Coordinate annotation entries
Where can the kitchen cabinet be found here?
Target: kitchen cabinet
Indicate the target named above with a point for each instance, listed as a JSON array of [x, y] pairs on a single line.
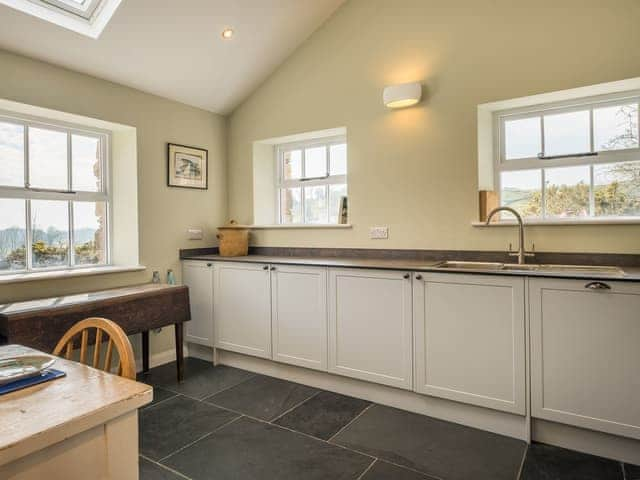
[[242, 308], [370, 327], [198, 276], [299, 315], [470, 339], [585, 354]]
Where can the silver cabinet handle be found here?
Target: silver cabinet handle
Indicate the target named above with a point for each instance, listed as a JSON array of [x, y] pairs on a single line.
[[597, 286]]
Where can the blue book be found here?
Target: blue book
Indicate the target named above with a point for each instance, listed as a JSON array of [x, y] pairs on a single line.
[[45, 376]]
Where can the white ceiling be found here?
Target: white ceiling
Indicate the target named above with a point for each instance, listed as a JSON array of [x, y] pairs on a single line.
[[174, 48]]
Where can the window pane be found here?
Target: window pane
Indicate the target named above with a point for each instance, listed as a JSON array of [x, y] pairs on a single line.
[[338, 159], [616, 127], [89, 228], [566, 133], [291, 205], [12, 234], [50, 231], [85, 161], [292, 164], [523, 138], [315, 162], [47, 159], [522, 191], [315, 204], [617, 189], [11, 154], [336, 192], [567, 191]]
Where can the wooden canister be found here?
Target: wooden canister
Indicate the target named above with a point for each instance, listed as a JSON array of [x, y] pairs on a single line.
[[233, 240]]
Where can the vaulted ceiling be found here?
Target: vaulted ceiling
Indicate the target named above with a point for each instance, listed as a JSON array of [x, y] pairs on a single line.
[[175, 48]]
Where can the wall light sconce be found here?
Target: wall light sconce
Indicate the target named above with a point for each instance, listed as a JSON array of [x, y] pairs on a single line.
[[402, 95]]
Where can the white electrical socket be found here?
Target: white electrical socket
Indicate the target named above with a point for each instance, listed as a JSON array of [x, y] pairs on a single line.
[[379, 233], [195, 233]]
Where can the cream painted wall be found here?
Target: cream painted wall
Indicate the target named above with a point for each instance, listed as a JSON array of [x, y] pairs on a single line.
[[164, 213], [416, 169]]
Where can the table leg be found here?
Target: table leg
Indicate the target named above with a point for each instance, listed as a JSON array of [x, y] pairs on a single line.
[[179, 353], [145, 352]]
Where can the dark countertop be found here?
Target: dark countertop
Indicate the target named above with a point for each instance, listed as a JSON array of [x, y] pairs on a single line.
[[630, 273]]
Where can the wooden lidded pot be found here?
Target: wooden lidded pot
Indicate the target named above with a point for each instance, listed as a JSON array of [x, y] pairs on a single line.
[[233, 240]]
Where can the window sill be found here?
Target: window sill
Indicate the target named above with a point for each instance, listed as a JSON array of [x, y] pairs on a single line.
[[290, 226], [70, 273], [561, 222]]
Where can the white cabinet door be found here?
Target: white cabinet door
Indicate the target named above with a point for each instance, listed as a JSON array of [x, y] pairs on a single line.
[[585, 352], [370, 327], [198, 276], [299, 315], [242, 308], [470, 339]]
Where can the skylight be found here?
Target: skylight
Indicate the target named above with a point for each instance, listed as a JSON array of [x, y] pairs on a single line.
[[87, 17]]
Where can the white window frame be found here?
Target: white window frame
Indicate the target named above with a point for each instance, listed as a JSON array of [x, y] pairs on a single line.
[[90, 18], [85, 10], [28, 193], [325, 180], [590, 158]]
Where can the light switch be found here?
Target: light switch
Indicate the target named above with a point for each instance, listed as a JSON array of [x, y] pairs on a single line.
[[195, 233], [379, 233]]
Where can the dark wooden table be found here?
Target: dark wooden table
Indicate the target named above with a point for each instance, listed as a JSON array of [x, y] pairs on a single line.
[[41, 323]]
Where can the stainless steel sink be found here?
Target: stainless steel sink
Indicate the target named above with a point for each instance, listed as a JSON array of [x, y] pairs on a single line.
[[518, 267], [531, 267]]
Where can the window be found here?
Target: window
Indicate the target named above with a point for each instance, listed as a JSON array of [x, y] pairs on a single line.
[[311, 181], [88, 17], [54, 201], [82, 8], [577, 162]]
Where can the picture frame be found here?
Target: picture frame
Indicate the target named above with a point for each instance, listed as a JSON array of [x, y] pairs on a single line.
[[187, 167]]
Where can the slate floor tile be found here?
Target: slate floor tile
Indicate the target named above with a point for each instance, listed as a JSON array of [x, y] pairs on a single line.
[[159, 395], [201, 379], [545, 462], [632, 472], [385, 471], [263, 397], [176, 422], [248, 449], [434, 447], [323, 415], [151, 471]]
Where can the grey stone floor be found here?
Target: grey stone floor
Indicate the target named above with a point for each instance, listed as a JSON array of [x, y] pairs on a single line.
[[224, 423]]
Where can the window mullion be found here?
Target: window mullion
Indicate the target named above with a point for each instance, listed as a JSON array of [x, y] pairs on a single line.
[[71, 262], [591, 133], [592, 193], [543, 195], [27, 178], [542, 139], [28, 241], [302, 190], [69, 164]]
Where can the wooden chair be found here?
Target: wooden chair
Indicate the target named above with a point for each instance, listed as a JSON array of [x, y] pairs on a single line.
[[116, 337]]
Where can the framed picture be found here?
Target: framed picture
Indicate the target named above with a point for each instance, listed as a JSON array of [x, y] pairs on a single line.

**WHAT TO PRODUCE**
Can you write out all of the entries again, switching "Indicate" to "Mark" and changing nothing else? Leave the pictures out.

**WRITTEN SOLUTION**
Where can the kitchen cabinet be found here?
Target: kitchen cabinet
Mark the target named above with a point for each instance, listed as a JSON array of [x, y] pairs on a single line.
[[242, 308], [370, 327], [198, 276], [299, 315], [470, 339], [585, 354]]
Where can the silver cabinet handle be found here?
Target: silver cabinet handle
Mark the target named above with a point for each instance, listed as a JSON array of [x, y] pairs on a single line.
[[597, 286]]
Where can the blue book be found here?
Target: blue book
Mark the target named above with a point for each instance, listed as a JSON array of [x, y] pairs on a single line.
[[45, 376]]
Where can the white ceiling be found here?
Target: white ceiling
Mark the target named above with a point for each instance, listed as a JSON array of [x, y] pairs on a single line.
[[174, 48]]
Where can the window pane be found here?
Target: window pane
Mark the target named above with a point for each instance, listed as a JSON array of [x, y] pairs on a single line.
[[338, 159], [616, 127], [89, 228], [566, 133], [291, 205], [12, 234], [50, 231], [85, 161], [292, 164], [523, 138], [315, 162], [47, 159], [522, 191], [315, 204], [617, 189], [11, 154], [336, 192], [567, 191]]
Where can the wooden canister be found here?
Target: wooden canister
Mark the target named above with a point for each instance, listed as a JSON array of [x, y] pairs on a single line.
[[233, 240]]
Where can the vaulted ceiling be found here?
Target: vaulted ceiling
Mark the target named above with a point for each instance, listed as a JSON array of [x, y] pairs on a single line.
[[175, 48]]
Where can the wall light sconce be found here?
Target: wall light sconce
Mark the target named above with a point for each instance, listed as a JSON array of [x, y] pairs on a single line.
[[402, 95]]
Where can the white electrical socket be found here?
Target: white electrical socket
Mark the target named above with a point for each instance, listed as a JSON array of [x, y] pairs on a single line.
[[379, 233], [195, 233]]
Where can the cream painted wall be found here?
Target: cream painted wall
Mark the target named above with a point for each instance, listed as a JSON array of [x, y] pairs on a single line.
[[164, 213], [416, 169]]
Where can the table leg be found here?
Target: table leg
Mark the target named above with a point for each instance, listed as a JSON array of [x, y] pairs on a single line.
[[179, 353], [145, 352]]
Where can the dark countertop be found here?
Target: dark countertop
Mark the target named above with a point for each instance, listed as a JSON array of [x, y] pairs on a single line.
[[630, 273]]
Where can the wooden lidded pot be found here?
Target: wooden lidded pot
Mark the target named above with a point for each instance, listed as a JSON array of [x, y] pairs on a single line.
[[233, 240]]
Where can the window sill be found here?
Target: window sill
Mark the target named above with a point for each instance, listed as a JSON array of [x, y] pairs on a single line.
[[290, 226], [70, 273], [561, 222]]
Where can the white cabinet door be found here?
Target: white cabinet door
Mark the target named above with a point for each instance, listed as a JSON array of [x, y] pairs on a single line.
[[585, 352], [370, 327], [198, 276], [299, 315], [242, 308], [470, 339]]
Where can the skylight be found here?
Target: skylight
Mark the target named above with a point for each instance, listed as a JSON array of [x, y] pairs on a single line.
[[87, 17]]
Where can the white window frame be found here?
Target: white window frame
Mark the target named above with a point for each instance, listed as a JSON array of [x, y] pairs on a single line.
[[90, 18], [85, 10], [28, 193], [325, 180], [590, 158]]
Where can the light switch be found here?
Target: light switch
Mark the target named above with a point for each instance, listed as a JSON array of [x, y] pairs on a single line.
[[195, 233], [379, 233]]
Where can the dark wooden table be found here?
Target: dark wooden table
Mark the target named above with a point for each instance, listed as a JSON array of [x, y] pairs on a single line.
[[41, 323]]
Where can the stainless steel sink be found here?
Target: stainless steel sink
Mark the target named above with a point for each instance, listed as a JSON array of [x, y] pairs on a single line.
[[518, 267], [531, 267]]
Where can the window be found here?
Target: window
Mark the target named above with a point for each instance, listed as a JSON array of [x, y] pairs on a single line.
[[311, 181], [88, 17], [54, 201], [82, 8], [577, 162]]
Where can the picture frame be found here?
Target: picture frame
Mark the target named above with a point for each instance, listed as a JSON array of [x, y] pairs on a single line.
[[187, 167]]
Where can the slate floor tile be found here?
Target: slate floor tile
Mark the target named above with a point for each instance, listed as a JSON array of [x, y] pairs on a single line.
[[159, 395], [201, 379], [545, 462], [632, 472], [385, 471], [263, 397], [176, 422], [248, 449], [434, 447], [323, 415], [151, 471]]
Where can the grey stone floor be found here?
Target: grey stone floor
Mark the target named above with a point for each instance, listed as a JSON array of [x, y] pairs on a single line.
[[224, 423]]
Where can the window mullion be found here?
Target: window mullion
Mark the target named above with a point for each instance, listed as a JSON array of [x, y] pairs on a single line.
[[71, 262], [591, 133], [592, 193], [543, 195], [27, 178], [542, 139], [28, 241], [302, 190], [69, 164]]
Where can the wooden chair be found here?
Target: wooden chair
Mark the target named above with a point for each instance, listed as a JSON array of [x, y] pairs on a single line.
[[116, 337]]
Where can the framed picture be found here?
Target: framed picture
Mark the target named above with a point for each instance, listed as a JSON array of [x, y] pairs on a single line.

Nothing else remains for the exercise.